======== Extrahierter Text ========

Nach Griechenland, Irland, Portugal und Spanien geriet jüngst Italien in den Fokus. Der rasante Anstieg der Risikoprämien auf italienische Staatsanleihen zeigt klar, dass die Investoren eine mögliche Ausweitung der Krise auf Italien, den drittgrößten Schuldner weltweit, befürchten. Um einen Flächenbrand schon im Keim zu ersticken, sah sich die Europäische Zentralbank (EZB) genötigt, nun auch italienische Staatsanleihen zu kaufen, um die Rendite­aufschläge im Zaum zu halten. Diese Unsicherheiten treiben viele Anleger in den sicheren Hafen des Schweizer Frankens. Dieser hat gegenüber der Einheitswährung in nur drei Jahren um mehr als 30 Prozent zugelegt.

========

Arbeitsanweisungen:
1 > Warum kaufte die EZB laut dem Text über italienische Staatsanleihen nun auch diese Anleihen? Antworten Sie in ein bis drei Sätzen.
2 > Um wie viel hat der Schweizer Franken laut dem Text über italienische Staatsanleihen gegenüber der Einheitswährung zugelegt?
3 > Setzen Sie den Text über italienische Staatsanleihen nach seinem letzten Satz fort.
Die Auflistung stammt aus einer anderen Quelle als der Text.

======== Datensätze ========

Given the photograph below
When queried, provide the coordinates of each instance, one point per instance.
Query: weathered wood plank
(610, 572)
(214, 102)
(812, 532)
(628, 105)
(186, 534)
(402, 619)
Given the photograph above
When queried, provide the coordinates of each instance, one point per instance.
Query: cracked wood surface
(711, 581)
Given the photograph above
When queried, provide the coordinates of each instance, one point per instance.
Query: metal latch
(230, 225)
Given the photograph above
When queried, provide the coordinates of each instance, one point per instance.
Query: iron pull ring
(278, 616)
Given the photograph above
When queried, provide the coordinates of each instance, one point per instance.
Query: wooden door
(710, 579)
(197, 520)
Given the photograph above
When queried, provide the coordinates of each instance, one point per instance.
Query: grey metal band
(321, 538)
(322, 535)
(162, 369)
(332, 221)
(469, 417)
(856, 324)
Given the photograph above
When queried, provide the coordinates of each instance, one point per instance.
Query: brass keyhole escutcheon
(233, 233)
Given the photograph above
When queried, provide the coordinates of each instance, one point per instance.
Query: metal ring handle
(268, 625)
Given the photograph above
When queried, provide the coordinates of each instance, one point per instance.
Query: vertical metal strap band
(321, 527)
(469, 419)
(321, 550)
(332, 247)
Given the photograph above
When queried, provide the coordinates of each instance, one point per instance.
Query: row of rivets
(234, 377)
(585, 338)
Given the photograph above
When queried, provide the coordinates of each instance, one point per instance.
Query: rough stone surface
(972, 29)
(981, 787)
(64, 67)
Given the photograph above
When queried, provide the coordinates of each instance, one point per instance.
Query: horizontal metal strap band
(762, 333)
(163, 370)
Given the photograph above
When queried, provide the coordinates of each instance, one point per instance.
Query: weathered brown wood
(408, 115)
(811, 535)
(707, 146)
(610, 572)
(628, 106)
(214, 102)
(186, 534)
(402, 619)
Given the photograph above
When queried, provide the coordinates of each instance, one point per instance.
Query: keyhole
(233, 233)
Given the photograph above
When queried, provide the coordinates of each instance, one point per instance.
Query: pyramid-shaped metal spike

========

Lösungen:
1 > Die EZB wollte einen Flächenbrand schon im Keim ersticken. Mit den Käufen sollten die Renditeaufschläge auf italienische Staatsanleihen im Zaum gehalten werden.

2 > Um mehr als 30 Prozent in nur drei Jahren.

3 >
Nachhaltige Entschuldung hängt
von mehreren Faktoren ab

Zweifel an der Nachhaltigkeit der Staatsfinanzen betreffen aber nicht nur die Eurozone. Viele Industrieländer hatten bereits vor der Finanz­krise bedeutende Schuldenberge angehäuft. Bankenrettungen, Stimulierungsprogramme und sinkende Steuererträge führten zu ­einer dramatischen Verschlechterung der Situation. Bei Japan kam noch das katastrophale Erdbeben mit dem nachfolgenden Tsunami im März 2011 dazu. Die Wiederaufbaukosten belasten den bereits angeschlagenen Staatshaushalt.

Ob die Schuldensituation eines Landes nachhaltig ist, hängt nicht nur vom Verhältnis der Staatsschulden zum Bruttoinlandsprodukt (BIP) ab. Maßgebend sind auch die Höhe des Primärhaushalts (also unter Ausschluss der Schuldzinsen), die Nettoverschuldung (im Gegensatz zur meist betrachteten Bruttoverschuldung) und das Wachstum des Bruttoinlandsprodukts im Verhältnis zu den Schuldzinsen.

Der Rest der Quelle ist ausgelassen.